Receta Egg Foo Yung - Chinese Pancakes
If you have any of those Soy Sauce packets that come with your Chinese Take Out, here is a great way to use them up. If I order Egg Foo Yung, it usually comes with a brown gravy that I still haven't figured out what could be in it. Making Egg Foo Yung is a great way to use up your vegetable leftovers too - just mince them so they all cook at the same rate. You are the only limited to your imagination when choosing fillings.
Ingredients:
- 2/3 cup small curd cottage cheese
- 6 eggs, beaten
- 1 cup chopped bean sprouts
- 3/4 cup minced celery
- 1/4 cup grated Parmesan
- 2 Tbsp. minced scallions
- 2 Tbsp. low-sodium soy sauce
- Salt and Black Pepper
- Canola oil for frying
Method:
Mash cottage cheese in a bowl. Stir in eggs, bean sprouts, celery, Parmesan, scallions and soy sauce. Season with salt and pepper.
☆ ☆ ☆ ☆ ☆ ☆ ☆
In the egg foo yung recipe, which ingredients does the method say to stir into the mashed cottage cheese? These items have no connection to the recipe shown above.

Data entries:
☆ ☆ ☆ ☆ ☆ ☆ ☆
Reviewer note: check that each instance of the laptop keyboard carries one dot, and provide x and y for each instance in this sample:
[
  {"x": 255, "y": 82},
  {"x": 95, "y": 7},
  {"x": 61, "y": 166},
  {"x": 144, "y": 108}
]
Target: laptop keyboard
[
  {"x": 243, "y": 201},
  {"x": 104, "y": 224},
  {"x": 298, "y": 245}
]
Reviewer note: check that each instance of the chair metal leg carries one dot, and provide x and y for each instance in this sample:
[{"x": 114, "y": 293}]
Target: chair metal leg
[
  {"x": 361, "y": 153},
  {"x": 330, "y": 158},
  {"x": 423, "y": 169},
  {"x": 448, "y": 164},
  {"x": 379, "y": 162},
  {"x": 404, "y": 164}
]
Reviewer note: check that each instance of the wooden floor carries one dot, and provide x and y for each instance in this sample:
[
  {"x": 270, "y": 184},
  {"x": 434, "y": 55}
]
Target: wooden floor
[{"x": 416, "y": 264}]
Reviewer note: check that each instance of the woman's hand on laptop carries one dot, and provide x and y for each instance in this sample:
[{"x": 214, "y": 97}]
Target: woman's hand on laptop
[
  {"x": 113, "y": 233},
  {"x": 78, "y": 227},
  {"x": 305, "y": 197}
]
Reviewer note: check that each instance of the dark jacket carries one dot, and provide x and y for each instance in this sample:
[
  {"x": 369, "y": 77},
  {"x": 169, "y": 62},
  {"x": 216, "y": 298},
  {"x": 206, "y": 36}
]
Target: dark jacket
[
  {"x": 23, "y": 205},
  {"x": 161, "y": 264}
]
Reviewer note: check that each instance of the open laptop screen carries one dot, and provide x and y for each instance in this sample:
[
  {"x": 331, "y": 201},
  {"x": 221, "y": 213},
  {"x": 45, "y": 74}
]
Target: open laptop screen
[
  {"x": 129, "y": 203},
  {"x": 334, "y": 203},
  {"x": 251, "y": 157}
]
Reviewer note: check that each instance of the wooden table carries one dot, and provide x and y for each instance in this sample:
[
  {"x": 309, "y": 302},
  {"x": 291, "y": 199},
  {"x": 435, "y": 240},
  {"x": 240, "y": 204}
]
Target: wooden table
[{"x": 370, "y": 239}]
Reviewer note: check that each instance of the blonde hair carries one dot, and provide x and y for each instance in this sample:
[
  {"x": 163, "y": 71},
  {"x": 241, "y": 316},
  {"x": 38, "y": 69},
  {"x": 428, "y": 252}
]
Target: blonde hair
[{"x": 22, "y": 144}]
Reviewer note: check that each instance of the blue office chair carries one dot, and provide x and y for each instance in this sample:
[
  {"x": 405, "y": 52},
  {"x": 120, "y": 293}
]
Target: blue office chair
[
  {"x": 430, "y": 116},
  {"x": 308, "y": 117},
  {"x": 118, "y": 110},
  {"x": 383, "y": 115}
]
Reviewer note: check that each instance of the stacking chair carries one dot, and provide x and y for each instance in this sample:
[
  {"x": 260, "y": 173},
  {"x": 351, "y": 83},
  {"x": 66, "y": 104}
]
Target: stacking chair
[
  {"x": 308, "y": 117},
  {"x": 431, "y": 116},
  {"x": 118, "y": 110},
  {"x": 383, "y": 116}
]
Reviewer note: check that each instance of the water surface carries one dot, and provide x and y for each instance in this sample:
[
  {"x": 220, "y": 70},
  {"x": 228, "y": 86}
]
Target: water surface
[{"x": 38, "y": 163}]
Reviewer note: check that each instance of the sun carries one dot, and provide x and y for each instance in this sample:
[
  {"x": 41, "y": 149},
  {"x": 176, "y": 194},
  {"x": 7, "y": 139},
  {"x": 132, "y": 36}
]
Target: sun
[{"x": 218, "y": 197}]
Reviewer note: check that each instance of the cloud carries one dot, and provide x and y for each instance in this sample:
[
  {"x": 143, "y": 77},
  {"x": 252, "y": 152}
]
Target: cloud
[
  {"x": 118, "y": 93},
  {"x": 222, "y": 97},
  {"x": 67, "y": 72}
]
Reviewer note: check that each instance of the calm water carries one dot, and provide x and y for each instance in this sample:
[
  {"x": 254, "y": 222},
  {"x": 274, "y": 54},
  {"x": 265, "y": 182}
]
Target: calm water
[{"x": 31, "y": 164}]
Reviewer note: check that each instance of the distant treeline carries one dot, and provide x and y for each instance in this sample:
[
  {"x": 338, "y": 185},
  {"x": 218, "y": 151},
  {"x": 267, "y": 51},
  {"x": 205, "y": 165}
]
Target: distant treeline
☆ ☆ ☆ ☆ ☆ ☆ ☆
Written reply:
Eggs, bean sprouts, celery, Parmesan, scallions, and soy sauce.